# About this exercise
Set the records down once more so that they match the source word for word.

# Records shown

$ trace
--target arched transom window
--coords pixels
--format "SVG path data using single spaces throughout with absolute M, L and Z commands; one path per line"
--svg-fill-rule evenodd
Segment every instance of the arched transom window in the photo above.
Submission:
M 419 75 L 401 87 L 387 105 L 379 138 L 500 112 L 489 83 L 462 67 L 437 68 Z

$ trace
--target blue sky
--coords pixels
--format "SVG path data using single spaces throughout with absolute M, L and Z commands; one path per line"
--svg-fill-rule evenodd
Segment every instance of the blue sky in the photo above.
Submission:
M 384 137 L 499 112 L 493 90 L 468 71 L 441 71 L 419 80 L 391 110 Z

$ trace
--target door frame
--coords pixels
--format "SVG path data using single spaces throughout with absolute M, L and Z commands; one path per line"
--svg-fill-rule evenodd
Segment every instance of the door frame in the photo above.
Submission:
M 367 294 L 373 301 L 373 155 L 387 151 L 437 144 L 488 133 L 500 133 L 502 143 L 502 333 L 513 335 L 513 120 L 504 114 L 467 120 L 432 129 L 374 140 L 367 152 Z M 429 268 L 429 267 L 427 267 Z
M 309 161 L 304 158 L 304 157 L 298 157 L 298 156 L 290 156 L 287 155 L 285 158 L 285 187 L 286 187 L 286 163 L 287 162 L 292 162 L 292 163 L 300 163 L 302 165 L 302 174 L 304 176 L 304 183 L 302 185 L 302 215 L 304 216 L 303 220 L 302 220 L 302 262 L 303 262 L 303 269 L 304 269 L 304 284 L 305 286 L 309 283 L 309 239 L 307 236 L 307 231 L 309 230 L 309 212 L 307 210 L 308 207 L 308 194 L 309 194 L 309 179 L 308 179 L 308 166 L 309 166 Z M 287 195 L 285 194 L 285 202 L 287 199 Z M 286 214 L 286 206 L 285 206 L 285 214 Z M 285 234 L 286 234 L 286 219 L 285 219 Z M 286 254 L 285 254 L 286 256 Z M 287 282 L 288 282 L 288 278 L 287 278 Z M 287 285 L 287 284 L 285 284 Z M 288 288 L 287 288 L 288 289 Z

# Result of the exercise
$ trace
--target arched transom window
--coords pixels
--format "SVG path data using single spaces throughout with absolute M, L and Z commands; one path per line"
--svg-fill-rule evenodd
Segment every instance of the arched transom window in the photo above.
Submission:
M 419 75 L 401 87 L 387 105 L 379 138 L 500 112 L 489 83 L 462 67 L 437 68 Z

$ trace
--target blue sky
--coords pixels
--format "SVG path data using single spaces throughout with absolute M, L and Z commands; one path per line"
--svg-fill-rule evenodd
Segment every instance of the blue sky in the photo above.
Submission:
M 384 137 L 499 112 L 493 90 L 468 71 L 441 71 L 419 80 L 391 110 Z

$ trace
--target door frame
--coords pixels
--format "SVG path data using single spaces throughout with absolute M, L and Z commands; one path per line"
--svg-fill-rule evenodd
Segment every instance of the door frame in the photo above.
Submission:
M 367 294 L 373 301 L 373 155 L 387 151 L 437 144 L 488 133 L 500 133 L 502 143 L 502 333 L 513 335 L 513 120 L 504 114 L 467 120 L 432 129 L 374 140 L 367 152 Z M 429 268 L 429 267 L 427 267 Z
M 309 161 L 304 158 L 304 157 L 298 157 L 298 156 L 290 156 L 287 155 L 285 158 L 285 187 L 286 187 L 286 163 L 287 162 L 292 162 L 292 163 L 300 163 L 302 165 L 302 174 L 304 176 L 304 183 L 302 185 L 302 215 L 304 216 L 303 220 L 302 220 L 302 262 L 303 262 L 303 269 L 304 269 L 304 284 L 305 286 L 309 283 L 309 239 L 307 236 L 307 231 L 309 230 L 309 212 L 307 210 L 308 207 L 308 194 L 309 194 L 309 179 L 308 179 L 308 166 L 309 166 Z M 287 195 L 285 194 L 285 202 L 287 199 Z M 286 214 L 286 206 L 285 206 L 285 214 Z M 285 234 L 286 234 L 286 219 L 285 219 Z M 286 254 L 285 254 L 286 256 Z M 287 282 L 288 282 L 288 278 L 287 278 Z M 287 285 L 287 284 L 285 284 Z M 288 288 L 287 288 L 288 289 Z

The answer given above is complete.